● PROBLEM
Restate all of the entries exactly. Any picture in them should be skipped.

● EXTRACTED MATERIAL
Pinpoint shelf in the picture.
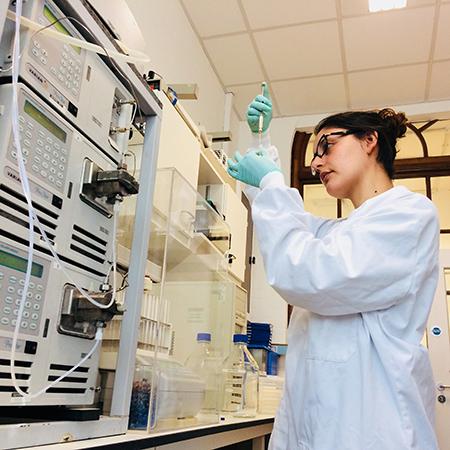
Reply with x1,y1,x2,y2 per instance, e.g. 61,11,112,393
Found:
198,148,236,190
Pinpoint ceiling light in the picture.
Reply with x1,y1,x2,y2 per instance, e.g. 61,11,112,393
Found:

● ANSWER SPACE
Pinpoint shelf in the picture.
Reply with x1,y1,x2,y2 per instance, e.g. 61,11,112,393
Found:
198,148,236,190
Pinpoint ceiling light in the picture.
Reply with x1,y1,x2,y2 per instance, e.g. 61,11,112,393
Found:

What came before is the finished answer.